**What the task asks**
Print the entries that appear below, exactly as written and without their pictures.

**Records from a data collection**
[Start of Attachment]

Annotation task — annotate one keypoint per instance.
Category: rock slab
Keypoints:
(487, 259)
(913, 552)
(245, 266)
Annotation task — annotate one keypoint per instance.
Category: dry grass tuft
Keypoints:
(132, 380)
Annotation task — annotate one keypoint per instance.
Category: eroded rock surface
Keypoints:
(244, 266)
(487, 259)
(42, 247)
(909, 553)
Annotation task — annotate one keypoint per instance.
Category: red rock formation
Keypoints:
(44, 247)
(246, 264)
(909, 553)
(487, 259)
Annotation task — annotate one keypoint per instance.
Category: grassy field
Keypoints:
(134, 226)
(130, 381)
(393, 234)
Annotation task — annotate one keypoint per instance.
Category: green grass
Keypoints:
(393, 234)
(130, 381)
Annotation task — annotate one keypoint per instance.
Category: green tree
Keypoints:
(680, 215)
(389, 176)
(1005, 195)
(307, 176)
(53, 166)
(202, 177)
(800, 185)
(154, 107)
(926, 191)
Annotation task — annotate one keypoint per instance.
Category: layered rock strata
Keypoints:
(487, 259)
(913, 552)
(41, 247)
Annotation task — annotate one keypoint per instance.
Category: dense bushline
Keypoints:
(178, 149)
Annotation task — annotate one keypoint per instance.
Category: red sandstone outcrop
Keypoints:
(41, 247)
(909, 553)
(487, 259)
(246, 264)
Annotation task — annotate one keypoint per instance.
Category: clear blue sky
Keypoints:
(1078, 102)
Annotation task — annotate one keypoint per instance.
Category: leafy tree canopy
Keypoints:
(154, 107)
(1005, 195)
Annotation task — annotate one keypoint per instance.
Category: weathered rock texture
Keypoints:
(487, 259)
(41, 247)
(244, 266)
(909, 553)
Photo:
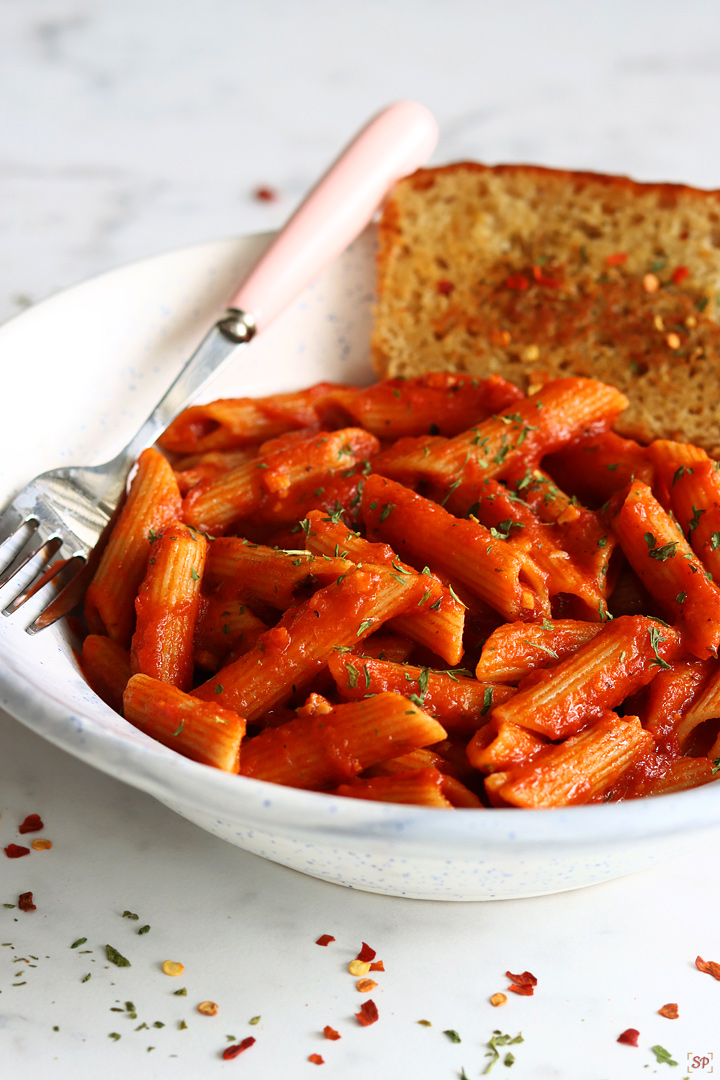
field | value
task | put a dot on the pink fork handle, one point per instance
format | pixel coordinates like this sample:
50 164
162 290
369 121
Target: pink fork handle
392 145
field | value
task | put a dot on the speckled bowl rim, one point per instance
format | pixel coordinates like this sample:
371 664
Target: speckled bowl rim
146 765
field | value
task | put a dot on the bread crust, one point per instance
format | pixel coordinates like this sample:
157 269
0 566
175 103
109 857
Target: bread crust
532 272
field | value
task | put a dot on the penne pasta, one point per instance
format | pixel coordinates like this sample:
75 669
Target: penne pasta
167 605
626 655
201 730
153 501
325 750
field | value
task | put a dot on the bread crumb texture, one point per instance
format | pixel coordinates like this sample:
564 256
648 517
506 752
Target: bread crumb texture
534 273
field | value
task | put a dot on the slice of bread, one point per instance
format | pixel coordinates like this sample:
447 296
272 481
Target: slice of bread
535 272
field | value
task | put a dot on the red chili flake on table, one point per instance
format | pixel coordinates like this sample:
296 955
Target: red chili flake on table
525 980
14 851
368 1013
238 1049
366 954
31 824
266 194
709 967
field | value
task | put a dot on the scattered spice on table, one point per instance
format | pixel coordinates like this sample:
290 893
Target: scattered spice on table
366 954
16 851
117 958
709 967
231 1052
265 193
501 1040
31 824
368 1013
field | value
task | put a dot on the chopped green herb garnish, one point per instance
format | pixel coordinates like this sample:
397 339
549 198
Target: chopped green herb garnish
117 958
662 1055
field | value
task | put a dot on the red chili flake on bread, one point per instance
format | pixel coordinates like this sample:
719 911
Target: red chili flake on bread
527 979
266 194
31 824
544 279
15 851
709 967
231 1052
368 1013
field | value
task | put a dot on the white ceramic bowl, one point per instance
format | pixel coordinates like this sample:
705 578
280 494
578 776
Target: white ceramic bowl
80 373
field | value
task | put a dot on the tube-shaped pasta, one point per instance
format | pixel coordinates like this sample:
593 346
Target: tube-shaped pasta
582 768
327 748
106 666
199 729
517 648
421 531
167 605
439 618
286 658
153 501
461 704
562 410
272 484
670 571
231 422
624 656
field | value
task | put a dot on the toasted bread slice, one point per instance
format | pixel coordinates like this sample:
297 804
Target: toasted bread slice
534 272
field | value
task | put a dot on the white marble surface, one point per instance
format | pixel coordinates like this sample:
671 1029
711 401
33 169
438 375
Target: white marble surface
131 127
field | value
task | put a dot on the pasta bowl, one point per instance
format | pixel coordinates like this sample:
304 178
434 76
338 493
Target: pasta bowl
106 350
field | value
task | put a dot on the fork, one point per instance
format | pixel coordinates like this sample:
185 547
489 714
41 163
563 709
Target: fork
68 512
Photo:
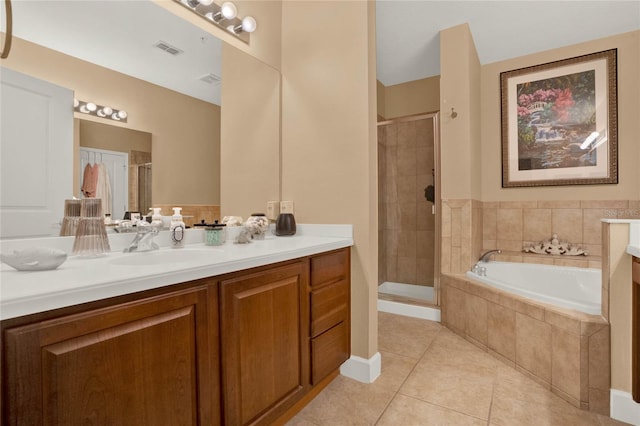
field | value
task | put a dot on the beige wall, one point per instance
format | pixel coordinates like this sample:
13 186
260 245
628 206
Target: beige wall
618 270
628 46
186 131
250 168
329 161
459 89
413 97
380 98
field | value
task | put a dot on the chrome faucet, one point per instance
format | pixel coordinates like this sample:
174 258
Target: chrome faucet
143 241
485 257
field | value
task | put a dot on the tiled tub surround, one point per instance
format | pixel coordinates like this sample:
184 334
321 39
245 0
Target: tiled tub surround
566 351
470 227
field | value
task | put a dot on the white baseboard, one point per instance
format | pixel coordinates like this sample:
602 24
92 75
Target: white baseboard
405 309
624 408
362 369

[End of Attachment]

**Reply**
Annotation task — annotate one keypoint per instance.
Category: rock slab
Keypoints:
(487, 259)
(913, 552)
(245, 266)
Annotation task — annotate one keypoint per instance.
Category: dry grass tuft
Keypoints:
(132, 380)
Annotation task — annotate one keypoint per instance.
Category: eroded rock surface
Keypoints:
(244, 266)
(487, 259)
(42, 247)
(909, 553)
Annotation task — annotate one keypoint per instance.
Category: red rock formation
Keypoints:
(44, 247)
(246, 264)
(909, 553)
(487, 259)
Annotation task — annotate one keypoint per instance.
Category: grassy field
Keypoints:
(134, 226)
(130, 381)
(393, 234)
Annotation task — annotate one keypoint per instance.
Category: green grass
Keypoints:
(393, 234)
(130, 381)
Annotation task — annotate one keypoint per instance.
Category: green tree
Keypoints:
(680, 215)
(389, 176)
(1005, 195)
(307, 176)
(53, 166)
(202, 177)
(800, 185)
(154, 107)
(926, 191)
Annotation task — annotate one keypoint per instance.
Category: layered rock strata
Keypoints:
(487, 259)
(913, 552)
(41, 247)
Annotation task — annotate one keypoint per instance.
Category: dense bushline
Keypoints:
(178, 149)
Annotation task — annotate one keypoint per instance.
Category: red sandstone outcrop
Keypoints:
(41, 247)
(909, 553)
(487, 259)
(246, 264)
Annotation task — annotate one keypoint per instance.
Category: clear blue sky
Keypoints:
(1078, 102)
Annotation task — annotate one keypoint per instance.
Category: leafy tree canopy
Keypoints:
(154, 107)
(1005, 195)
Annotation task — annotate one keypoint per instance.
Category: weathered rock texture
Keypoints:
(487, 259)
(41, 247)
(244, 266)
(909, 553)
Photo:
field | value
task | put a dot on the pink fork handle, one point per instance
format | pixel coordinates like this sample:
50 164
162 290
369 121
Target: pink fork handle
392 145
field | value
task | put a dot on the speckled bowl rim, one point per instance
format | pixel coordinates like this sample:
371 664
Target: speckled bowl rim
146 765
field | value
task | put a dot on the bread crust, one point per instance
format | pixel coordinates like this sample:
157 269
0 566
175 103
109 857
Target: bread crust
532 272
field | value
task | put a dot on the penne pasta, one point per instance
format | pixel coordinates like this sample:
75 669
Target: penne pasta
167 605
626 655
201 730
153 501
325 750
field | value
task | put a dot on the bread crumb texture, one point per instance
format | pixel coordinates like this sample:
564 256
648 517
506 752
Target: bread crumb texture
534 273
field | value
task | put a dot on the slice of bread, one point per instance
format | pixel coordinates like this sample:
447 296
272 481
Target: slice of bread
535 272
field | value
task | put a dot on the red chili flake on table, one point per instance
format | pixel coordinates like this sample:
296 955
Target: red chili flake on table
525 980
14 851
368 1013
238 1049
366 954
31 824
266 194
709 967
field | value
task | put a dot on the scattered spice on table, one point per instance
format | pixel coordinates like this sample:
290 893
Target: scattered spice on table
366 954
16 851
117 958
709 967
231 1052
265 193
501 1040
31 824
368 1013
field | value
task | put a dot on the chopped green herb garnish, one point per instance
format | pixel coordinates like this sample:
397 339
549 198
Target: chopped green herb garnish
117 958
662 1055
field | value
task | put a dot on the red chili flake on bread, one point per instance
format | pixel coordinates like this sample:
719 911
Target: red chili flake on bread
527 979
266 194
31 824
544 279
15 851
709 967
231 1052
368 1013
field | value
task | put a dot on the white ceramic bowl, one point per instance
format | pixel coordinates like this sample:
705 578
280 494
578 776
Target: white ceramic bowl
80 373
field | value
task | put a dot on the tube-shaped pasta, one point per instance
format | pixel coordinates like this sample:
593 346
Target: tube-shaped pasta
582 768
327 748
106 666
199 729
517 648
421 531
167 605
439 618
286 658
153 501
461 704
562 410
272 484
670 571
231 422
624 656
field | value
task | put a dot on the toasted bread slice, one point per instance
format | pixel coordinates like this sample:
297 804
Target: toasted bread slice
534 272
field | value
task | put a dot on the white marble surface, one point per instance
format | pixel coordinates like this sample:
671 1029
711 401
33 169
438 375
Target: white marble surface
131 127
field | value
task | put a dot on the pasta bowl, one point per instance
format | pixel coordinates like this sample:
304 178
434 76
338 493
Target: pasta bowl
106 350
field | value
task | put a dot on the fork, one point per instance
format | pixel coordinates like this sample:
185 547
489 714
41 163
563 709
Target: fork
68 512
Photo:
field | value
task | put a dot on the beige wall, one point per instance
format | pixel coordinates like this sample:
13 186
260 245
628 206
Target: beige wall
618 270
628 46
186 131
250 168
329 161
459 89
413 97
380 98
field | value
task | put a dot on the chrome faucet, one point per instance
format | pixel coordinates like this sample:
174 258
Target: chrome faucet
143 241
485 257
field | value
task | put a dot on the tiled tub surround, one point per instance
format | pixel coordinates like this sample:
184 334
321 39
245 0
Target: tiled tub surround
566 351
470 227
field | value
task | put a dot on the white baseboard, one point per instance
format | pixel coordinates like this sample:
602 24
92 75
Target: white baseboard
405 309
624 408
362 369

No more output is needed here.